▶ _Task description_
Rewrite every line of the material below as a numbered list, leaving out any blank lines.

▶ _Listing_
● ● ● ●
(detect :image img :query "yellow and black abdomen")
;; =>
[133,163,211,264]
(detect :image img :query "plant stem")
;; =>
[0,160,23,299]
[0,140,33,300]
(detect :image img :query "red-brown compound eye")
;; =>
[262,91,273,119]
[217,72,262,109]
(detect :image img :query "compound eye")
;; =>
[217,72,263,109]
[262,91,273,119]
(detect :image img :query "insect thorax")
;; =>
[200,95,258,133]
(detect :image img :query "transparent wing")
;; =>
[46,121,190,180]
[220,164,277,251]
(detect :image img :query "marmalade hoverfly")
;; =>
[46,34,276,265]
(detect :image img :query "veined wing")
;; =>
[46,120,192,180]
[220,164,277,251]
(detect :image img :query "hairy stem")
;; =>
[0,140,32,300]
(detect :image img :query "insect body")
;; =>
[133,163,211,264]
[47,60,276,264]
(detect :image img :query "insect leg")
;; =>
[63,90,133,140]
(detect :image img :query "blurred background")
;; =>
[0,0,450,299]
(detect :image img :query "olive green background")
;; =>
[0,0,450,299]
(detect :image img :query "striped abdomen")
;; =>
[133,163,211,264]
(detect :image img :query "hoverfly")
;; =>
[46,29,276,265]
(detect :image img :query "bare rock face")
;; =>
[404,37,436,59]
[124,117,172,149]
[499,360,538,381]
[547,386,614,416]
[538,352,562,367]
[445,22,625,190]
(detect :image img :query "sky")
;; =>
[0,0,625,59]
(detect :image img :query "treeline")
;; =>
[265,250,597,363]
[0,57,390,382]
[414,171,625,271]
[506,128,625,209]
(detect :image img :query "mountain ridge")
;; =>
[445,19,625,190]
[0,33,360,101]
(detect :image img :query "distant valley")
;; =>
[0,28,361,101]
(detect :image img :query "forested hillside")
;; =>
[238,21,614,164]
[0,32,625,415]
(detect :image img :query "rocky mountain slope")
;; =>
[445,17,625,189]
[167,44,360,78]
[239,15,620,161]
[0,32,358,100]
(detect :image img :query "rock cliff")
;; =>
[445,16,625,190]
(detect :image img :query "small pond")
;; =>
● ● ● ●
▶ _Solution for this task_
1. (detect :image img :query "yellow and black abdomen")
2. ;; =>
3. [133,163,211,264]
4. (detect :image img :query "plant stem")
5. ;; =>
6. [0,160,23,299]
7. [0,140,33,300]
8. (detect :image img :query "red-brown compound eye")
9. ;; =>
10. [262,91,273,119]
11. [217,72,262,109]
12. (detect :image img :query "compound eye")
13. ;; =>
14. [217,72,263,109]
15. [262,91,273,119]
16. (detect :image img :query "insect thorax")
17. ;; =>
18. [200,95,258,133]
19. (detect :image img :query "transparent wing")
20. ;; =>
21. [46,121,190,180]
22. [220,164,277,251]
23. (detect :image img :query "marmalade hoverfly")
24. ;; =>
25. [46,34,276,265]
26. (detect :image img :query "veined wing")
27. ;; =>
28. [46,120,192,180]
29. [220,164,277,251]
30. (detect :image img :query "hairy stem")
31. ;; =>
32. [0,140,32,300]
33. (detect :image img :query "insect body")
34. ;; =>
35. [133,163,211,264]
36. [47,60,276,264]
37. (detect :image img :query "insect leg")
38. ;; =>
39. [63,90,133,140]
40. (detect :image img :query "blurred background")
41. ;; =>
42. [0,0,450,299]
43. (detect :image img :query "olive green background")
44. ;; =>
45. [0,0,450,299]
46. (detect :image img :query "striped abdomen")
47. ;; =>
48. [133,163,211,264]
49. (detect :image img :query "hoverfly")
50. ;; =>
51. [46,29,276,265]
52. (detect :image img :query "bare rock face")
53. ;; =>
54. [404,37,436,59]
55. [124,117,172,149]
56. [499,360,538,381]
57. [547,386,614,416]
58. [538,352,562,367]
59. [445,22,625,190]
60. (detect :image img :query "sky")
61. ;; =>
62. [0,0,625,59]
63. (detect :image img :query "treeline")
64. ;; =>
65. [265,250,597,363]
66. [0,57,390,382]
67. [414,171,625,271]
68. [506,128,625,209]
69. (detect :image img :query "mountain ridge")
70. ;; =>
71. [445,19,625,190]
72. [0,33,360,101]
73. (detect :image img :query "distant valley")
74. ;; =>
75. [0,28,361,101]
76. (detect :image img :query "forested hillside")
77. ;; =>
78. [238,21,614,164]
79. [0,32,625,415]
80. (detect :image img :query "rocky mountain slope")
81. ;; =>
82. [445,17,625,189]
83. [167,44,360,78]
84. [239,15,620,161]
85. [0,32,358,100]
86. (detect :image img :query "rock cliff")
87. ;; =>
88. [445,16,625,190]
89. (detect :image img :query "small pond")
90. ;; =>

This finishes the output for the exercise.